Impact of coronavirus pandemic is the “largest scale experiment ever” into global air quality
The coronavirus pandemic is the “largest scale experiment ever” into global air quality, according to Professor Paul Monks, Professor of Atmospheric Chemistry and Earth Observation Science at the University of Leicester, after new satellite images from the European Space Agency (ESA) are released showing drastic differences between air pollution before and after the outbreak.
Levels of nitrogen dioxide have significantly dropped after a reduction in industrial and transport emissions occurred, owing to the pandemic.
Measurements from ESA’s Sentinel-5P satellite show that during the past six weeks, levels of nitrogen dioxide (NO2) over cities and industrial areas in Asia and Europe are lower than in the same period last year.
Professor Monks said: “We are now, inadvertently, conducting the largest-scale experiment ever seen. This might give us some hope from something so clearly terrible - we can see what could be achieved in terms of a low pollution future. Road traffic accounts for about up to 80% of nitrogen oxide emissions in cities the UK. It seems entirely probable that a reduction in air pollution will be beneficial to people in susceptible categories, for example some asthma sufferers.

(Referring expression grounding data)
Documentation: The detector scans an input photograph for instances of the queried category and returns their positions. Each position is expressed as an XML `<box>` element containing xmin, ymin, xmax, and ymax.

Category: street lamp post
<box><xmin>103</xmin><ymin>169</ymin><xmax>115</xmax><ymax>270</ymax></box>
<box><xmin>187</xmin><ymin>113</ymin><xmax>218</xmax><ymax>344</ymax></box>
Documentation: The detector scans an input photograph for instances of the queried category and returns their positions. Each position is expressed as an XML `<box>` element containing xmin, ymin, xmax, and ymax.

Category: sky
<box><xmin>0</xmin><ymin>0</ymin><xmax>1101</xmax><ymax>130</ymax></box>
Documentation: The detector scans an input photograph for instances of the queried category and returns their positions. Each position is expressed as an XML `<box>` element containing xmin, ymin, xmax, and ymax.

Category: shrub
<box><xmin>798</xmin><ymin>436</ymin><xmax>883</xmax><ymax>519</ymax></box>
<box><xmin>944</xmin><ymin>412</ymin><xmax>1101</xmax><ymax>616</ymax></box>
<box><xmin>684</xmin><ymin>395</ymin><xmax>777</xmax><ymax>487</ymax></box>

## TASK SET:
**a)** In the air quality article, which satellite's measurements showed lower nitrogen dioxide levels over cities and industrial areas in Asia and Europe?
**b)** Resume the air quality article, picking up after its final sentence.

## ANSWERS:
**a)** ESA's Sentinel-5P satellite.

**b)**
“What I think will come out of this is a realisation - because we are forced to - that there is considerable potential to change working practices and lifestyles. This challenges us in the future to think, do we really need to drive our car or burn a fuel for that.”
Nitrogen dioxide is produced from car engines, power plants and other industrial processes and is thought to exacerbate respiratory illnesses such as asthma. While not a greenhouse gas itself, the pollutant originates from the same activities and industrial sectors that are responsible for a large share of the world’s carbon emissions and that drive global heating.
Roadside monitors in the UK already show significantly reduced levels of pollution at hotspots such as Marylebone in London.
The city of Wuhan, which has been on lockdown since late January, has seen one of the largest drops in pollution levels. The city of 11 million people serves as a major transportation hub and is home to hundreds of factories supplying car parts and other hardware to global supply chains. According to Nasa, nitrogen dioxide levels across eastern and central China have been 10-30% lower than normal.
NO2 levels also dropped in South Korea, which has long struggled with high emissions from its large fleet of coal-fired power plants but also from nearby industrial facilities in China.
The changes over northern Italy are particularly striking because smoke from a dense cluster of factories tends to get trapped against the Alps at the end of the Po Valley, making this one of Western Europe’s pollution hotspots.